→ Data lines
· · · ·

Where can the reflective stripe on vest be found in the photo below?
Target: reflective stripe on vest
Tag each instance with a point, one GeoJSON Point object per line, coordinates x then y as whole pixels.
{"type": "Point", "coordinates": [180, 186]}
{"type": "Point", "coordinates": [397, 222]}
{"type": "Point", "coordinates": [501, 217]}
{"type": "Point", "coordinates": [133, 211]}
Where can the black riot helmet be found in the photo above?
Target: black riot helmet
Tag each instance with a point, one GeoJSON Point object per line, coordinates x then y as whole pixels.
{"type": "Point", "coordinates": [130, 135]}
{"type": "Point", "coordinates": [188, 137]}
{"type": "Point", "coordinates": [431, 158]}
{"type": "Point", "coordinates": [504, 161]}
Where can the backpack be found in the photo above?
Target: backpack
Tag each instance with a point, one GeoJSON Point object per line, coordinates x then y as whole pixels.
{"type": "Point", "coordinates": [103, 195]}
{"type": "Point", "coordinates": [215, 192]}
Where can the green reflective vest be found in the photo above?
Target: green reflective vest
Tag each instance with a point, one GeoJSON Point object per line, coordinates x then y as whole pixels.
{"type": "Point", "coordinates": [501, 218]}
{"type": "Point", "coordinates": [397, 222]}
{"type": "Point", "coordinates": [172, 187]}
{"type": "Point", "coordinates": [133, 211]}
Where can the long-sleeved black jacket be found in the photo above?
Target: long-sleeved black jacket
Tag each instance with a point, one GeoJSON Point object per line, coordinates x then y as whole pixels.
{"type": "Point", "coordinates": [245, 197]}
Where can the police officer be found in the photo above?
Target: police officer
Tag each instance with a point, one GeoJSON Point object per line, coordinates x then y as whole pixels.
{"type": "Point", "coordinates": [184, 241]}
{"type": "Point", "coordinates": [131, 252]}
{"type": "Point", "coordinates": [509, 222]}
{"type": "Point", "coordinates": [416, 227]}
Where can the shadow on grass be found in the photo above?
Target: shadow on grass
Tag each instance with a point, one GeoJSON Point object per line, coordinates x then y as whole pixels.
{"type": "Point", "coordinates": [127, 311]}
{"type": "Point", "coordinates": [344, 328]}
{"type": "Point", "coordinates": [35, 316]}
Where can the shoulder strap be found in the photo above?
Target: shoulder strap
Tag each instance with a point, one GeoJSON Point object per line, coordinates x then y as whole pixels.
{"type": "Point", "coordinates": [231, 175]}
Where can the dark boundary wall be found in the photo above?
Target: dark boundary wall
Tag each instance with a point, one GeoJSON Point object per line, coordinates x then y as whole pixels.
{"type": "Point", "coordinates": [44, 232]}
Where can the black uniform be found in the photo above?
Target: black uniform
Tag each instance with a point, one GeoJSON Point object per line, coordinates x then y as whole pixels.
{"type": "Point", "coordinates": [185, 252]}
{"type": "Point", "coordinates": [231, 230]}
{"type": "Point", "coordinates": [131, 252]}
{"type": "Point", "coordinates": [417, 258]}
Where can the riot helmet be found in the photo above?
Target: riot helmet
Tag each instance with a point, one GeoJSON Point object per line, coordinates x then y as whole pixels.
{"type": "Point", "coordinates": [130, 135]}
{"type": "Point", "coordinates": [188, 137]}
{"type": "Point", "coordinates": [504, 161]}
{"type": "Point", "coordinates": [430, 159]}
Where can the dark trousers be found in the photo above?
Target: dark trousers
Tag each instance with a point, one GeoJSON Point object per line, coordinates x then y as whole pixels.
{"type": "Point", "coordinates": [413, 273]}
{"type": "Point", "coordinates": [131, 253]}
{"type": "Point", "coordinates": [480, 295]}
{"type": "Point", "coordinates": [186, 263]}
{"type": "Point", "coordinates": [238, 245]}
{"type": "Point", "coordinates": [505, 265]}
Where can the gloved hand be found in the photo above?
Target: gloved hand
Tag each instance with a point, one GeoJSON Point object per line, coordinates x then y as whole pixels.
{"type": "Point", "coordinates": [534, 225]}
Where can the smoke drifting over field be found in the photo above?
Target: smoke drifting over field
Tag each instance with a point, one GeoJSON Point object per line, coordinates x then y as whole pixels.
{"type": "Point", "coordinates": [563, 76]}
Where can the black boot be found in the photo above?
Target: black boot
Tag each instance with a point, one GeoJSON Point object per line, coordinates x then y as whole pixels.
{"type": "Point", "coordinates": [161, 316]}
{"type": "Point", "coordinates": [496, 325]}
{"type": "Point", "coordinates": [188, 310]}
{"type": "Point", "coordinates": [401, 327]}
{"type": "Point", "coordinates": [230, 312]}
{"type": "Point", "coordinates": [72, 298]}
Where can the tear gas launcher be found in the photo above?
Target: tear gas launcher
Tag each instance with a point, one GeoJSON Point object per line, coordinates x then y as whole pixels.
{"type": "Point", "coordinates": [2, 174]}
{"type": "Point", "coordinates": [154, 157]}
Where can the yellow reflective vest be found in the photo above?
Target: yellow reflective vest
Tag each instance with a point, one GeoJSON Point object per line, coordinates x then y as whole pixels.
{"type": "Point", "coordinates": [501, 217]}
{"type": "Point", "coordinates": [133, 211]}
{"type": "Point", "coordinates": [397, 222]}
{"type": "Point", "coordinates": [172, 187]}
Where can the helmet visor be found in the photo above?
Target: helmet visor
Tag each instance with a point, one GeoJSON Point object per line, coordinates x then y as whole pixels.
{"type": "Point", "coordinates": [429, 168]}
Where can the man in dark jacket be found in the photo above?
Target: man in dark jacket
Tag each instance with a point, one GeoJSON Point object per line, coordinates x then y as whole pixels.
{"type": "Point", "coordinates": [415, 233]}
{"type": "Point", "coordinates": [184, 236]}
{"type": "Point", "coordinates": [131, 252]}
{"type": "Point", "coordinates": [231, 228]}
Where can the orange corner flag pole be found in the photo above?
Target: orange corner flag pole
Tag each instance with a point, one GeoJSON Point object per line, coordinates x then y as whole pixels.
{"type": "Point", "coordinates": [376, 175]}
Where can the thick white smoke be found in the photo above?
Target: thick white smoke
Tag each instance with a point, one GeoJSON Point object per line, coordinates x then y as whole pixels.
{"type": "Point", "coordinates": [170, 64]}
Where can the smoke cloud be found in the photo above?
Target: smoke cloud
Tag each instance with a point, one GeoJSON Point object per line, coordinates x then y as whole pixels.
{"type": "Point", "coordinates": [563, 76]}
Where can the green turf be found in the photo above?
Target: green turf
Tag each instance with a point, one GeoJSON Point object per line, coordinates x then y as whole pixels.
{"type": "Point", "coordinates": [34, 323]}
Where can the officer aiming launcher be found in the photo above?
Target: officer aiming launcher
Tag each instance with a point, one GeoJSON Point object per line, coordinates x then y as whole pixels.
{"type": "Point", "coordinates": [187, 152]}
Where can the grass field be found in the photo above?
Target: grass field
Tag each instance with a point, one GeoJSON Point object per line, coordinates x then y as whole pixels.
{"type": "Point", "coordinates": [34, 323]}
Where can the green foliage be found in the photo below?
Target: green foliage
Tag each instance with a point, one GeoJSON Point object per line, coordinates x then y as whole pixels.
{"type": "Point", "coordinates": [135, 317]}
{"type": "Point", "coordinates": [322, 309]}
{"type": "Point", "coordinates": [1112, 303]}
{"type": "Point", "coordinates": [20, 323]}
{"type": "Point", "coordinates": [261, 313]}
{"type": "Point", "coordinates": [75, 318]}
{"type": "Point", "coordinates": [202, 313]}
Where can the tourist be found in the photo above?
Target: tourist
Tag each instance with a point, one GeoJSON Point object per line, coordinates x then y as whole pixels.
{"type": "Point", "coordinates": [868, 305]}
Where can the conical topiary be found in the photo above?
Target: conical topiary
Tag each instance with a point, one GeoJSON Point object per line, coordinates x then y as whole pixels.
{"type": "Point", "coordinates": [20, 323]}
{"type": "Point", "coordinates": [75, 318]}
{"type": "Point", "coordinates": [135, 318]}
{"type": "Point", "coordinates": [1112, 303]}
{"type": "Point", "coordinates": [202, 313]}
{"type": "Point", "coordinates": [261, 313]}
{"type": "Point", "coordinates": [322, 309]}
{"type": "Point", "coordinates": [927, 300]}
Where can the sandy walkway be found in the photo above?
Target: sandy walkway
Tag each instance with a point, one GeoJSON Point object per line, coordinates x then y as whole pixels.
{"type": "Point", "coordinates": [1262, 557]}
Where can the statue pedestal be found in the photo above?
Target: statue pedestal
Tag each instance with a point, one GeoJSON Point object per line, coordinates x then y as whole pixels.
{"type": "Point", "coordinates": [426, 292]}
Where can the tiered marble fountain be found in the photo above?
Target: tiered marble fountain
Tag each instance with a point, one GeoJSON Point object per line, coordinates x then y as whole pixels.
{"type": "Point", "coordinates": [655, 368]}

· · · ·

→ Written problem
Extract every line from the one containing "Where can the sandy" to the end of the entries, including both of those lines, exactly as given and with nothing added.

→ Problem solution
Where can the sandy walkway be found in the photo above?
Target: sandy walkway
Tag each instance with a point, one GeoJSON Point object per line, coordinates x then y as whole pixels.
{"type": "Point", "coordinates": [1262, 557]}
Where can the statue pedestal be found in the photo above?
Target: statue pedestal
Tag each instance with a point, one GeoJSON Point object per line, coordinates x then y as whole pixels.
{"type": "Point", "coordinates": [426, 292]}
Where can the tiered marble fountain be found in the photo above?
Target: tiered marble fountain
Tag each instance with a point, one GeoJSON Point object per line, coordinates x then y as whole pixels.
{"type": "Point", "coordinates": [655, 368]}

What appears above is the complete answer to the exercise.